All lines with the word "camouflage" are to be found and copied from the listing.

Top of Provided records

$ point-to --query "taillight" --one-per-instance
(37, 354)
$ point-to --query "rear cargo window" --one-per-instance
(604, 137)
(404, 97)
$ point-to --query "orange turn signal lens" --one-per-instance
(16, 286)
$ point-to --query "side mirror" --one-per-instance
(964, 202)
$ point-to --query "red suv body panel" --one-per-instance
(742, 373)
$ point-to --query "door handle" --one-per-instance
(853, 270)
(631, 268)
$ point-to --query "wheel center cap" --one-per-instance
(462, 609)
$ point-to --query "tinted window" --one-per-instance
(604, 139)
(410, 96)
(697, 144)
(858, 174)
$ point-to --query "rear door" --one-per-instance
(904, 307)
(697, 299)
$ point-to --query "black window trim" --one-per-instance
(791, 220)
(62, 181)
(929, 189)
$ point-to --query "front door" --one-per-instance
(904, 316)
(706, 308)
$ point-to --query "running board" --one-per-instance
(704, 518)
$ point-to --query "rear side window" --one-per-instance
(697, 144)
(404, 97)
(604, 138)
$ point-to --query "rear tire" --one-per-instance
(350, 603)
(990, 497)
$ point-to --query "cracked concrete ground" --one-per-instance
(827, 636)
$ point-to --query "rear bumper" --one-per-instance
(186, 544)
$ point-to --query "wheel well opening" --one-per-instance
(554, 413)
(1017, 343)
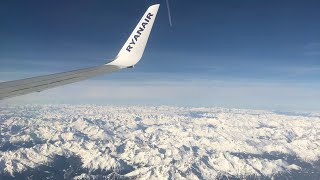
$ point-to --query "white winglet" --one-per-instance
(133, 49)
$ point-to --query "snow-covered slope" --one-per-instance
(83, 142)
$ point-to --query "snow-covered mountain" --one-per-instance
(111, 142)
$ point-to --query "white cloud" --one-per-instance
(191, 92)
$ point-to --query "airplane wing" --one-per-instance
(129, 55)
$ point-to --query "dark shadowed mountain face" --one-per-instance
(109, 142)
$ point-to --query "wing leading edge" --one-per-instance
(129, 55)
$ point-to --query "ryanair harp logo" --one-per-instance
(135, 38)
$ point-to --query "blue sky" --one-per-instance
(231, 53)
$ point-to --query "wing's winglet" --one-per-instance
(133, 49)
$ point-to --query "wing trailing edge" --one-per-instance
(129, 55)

Bottom of Provided records
Top of Provided records

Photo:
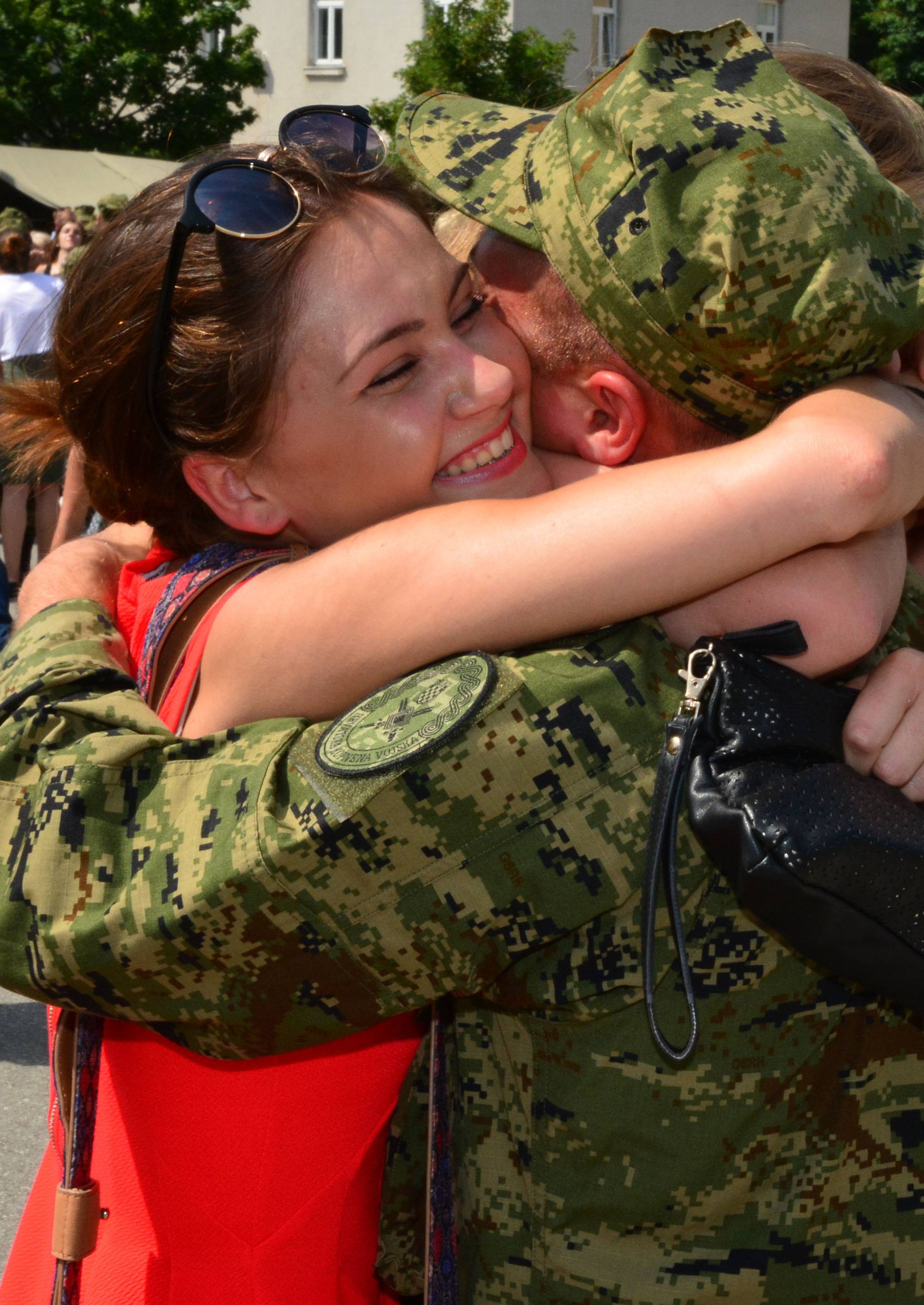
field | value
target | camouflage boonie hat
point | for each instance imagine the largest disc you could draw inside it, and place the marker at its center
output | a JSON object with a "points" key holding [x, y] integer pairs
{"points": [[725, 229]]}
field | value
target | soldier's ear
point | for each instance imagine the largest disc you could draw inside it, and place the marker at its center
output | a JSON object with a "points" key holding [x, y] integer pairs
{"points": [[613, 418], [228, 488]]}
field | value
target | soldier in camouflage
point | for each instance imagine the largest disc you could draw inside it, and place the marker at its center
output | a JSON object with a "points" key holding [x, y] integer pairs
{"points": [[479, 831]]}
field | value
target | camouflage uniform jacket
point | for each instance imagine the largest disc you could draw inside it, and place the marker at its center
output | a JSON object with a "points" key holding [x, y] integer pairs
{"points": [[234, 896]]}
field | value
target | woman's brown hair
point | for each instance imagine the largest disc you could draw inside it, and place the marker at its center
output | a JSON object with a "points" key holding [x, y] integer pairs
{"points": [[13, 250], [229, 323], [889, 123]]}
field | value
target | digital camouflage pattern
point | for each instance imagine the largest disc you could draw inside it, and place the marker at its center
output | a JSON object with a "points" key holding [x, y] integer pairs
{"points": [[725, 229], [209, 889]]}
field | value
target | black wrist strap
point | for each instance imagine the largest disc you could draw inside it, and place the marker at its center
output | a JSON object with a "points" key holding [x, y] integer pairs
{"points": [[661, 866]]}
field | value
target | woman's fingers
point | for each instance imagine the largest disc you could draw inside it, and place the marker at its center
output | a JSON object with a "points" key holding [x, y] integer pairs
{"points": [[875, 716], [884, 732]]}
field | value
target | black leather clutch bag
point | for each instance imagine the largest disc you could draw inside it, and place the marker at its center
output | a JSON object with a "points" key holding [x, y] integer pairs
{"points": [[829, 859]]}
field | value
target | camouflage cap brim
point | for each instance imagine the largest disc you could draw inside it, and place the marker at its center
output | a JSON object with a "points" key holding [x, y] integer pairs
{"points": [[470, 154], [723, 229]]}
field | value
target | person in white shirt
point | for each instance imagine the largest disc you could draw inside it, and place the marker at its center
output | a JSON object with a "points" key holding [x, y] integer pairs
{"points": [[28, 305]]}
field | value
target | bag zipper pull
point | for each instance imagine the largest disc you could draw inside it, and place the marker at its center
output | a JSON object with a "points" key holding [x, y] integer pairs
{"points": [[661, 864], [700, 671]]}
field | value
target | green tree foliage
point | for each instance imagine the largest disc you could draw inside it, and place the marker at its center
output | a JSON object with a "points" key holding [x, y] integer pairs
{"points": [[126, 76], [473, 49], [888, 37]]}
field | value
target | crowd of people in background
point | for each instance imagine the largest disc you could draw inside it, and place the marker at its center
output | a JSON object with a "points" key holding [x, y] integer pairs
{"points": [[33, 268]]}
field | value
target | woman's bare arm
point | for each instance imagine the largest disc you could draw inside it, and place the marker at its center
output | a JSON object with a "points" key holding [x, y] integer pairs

Bottom of Provided records
Top of Provided records

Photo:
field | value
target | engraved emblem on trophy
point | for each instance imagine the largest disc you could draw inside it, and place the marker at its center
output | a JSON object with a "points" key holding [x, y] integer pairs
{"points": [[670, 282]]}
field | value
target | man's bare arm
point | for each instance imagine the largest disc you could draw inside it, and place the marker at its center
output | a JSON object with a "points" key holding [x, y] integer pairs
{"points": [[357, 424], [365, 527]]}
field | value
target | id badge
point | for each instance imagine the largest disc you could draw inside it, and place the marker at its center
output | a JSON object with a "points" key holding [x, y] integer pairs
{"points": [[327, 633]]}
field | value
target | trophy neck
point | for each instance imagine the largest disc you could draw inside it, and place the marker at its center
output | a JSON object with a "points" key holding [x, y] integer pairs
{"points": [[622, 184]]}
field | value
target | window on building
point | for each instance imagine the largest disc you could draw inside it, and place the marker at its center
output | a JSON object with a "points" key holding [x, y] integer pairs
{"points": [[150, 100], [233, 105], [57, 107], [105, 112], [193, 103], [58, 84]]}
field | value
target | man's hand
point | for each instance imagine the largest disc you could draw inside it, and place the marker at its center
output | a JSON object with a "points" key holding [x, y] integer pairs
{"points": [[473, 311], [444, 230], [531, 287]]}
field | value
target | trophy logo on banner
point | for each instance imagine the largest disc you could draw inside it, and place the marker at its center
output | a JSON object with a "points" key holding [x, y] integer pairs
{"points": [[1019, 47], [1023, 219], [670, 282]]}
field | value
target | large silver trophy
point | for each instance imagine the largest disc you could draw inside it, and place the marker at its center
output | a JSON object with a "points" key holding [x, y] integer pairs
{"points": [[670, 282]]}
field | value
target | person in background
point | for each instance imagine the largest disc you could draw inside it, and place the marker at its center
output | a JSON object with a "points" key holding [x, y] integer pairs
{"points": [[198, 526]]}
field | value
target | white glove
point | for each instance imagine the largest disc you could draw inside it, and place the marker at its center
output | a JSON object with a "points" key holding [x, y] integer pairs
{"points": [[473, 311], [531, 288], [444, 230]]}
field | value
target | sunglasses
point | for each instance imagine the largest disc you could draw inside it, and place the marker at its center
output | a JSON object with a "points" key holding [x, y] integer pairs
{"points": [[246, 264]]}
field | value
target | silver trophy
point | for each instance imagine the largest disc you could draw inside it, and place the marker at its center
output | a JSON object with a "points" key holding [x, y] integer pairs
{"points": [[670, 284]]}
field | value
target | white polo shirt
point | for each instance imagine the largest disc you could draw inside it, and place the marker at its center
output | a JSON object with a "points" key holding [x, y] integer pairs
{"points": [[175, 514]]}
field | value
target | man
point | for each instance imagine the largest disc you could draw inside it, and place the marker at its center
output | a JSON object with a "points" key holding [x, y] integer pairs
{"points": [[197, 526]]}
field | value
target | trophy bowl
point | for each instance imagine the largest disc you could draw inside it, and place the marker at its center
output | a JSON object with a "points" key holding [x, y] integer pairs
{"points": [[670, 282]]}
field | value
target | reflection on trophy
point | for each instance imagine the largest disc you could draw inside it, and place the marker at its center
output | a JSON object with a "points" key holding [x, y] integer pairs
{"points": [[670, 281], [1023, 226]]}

Bottom of Provided records

*Answer space:*
target | camouflage boonie hat
target | soldier in camouflage
target | camouflage uniform jacket
target | digital camouflage pattern
target | camouflage cap brim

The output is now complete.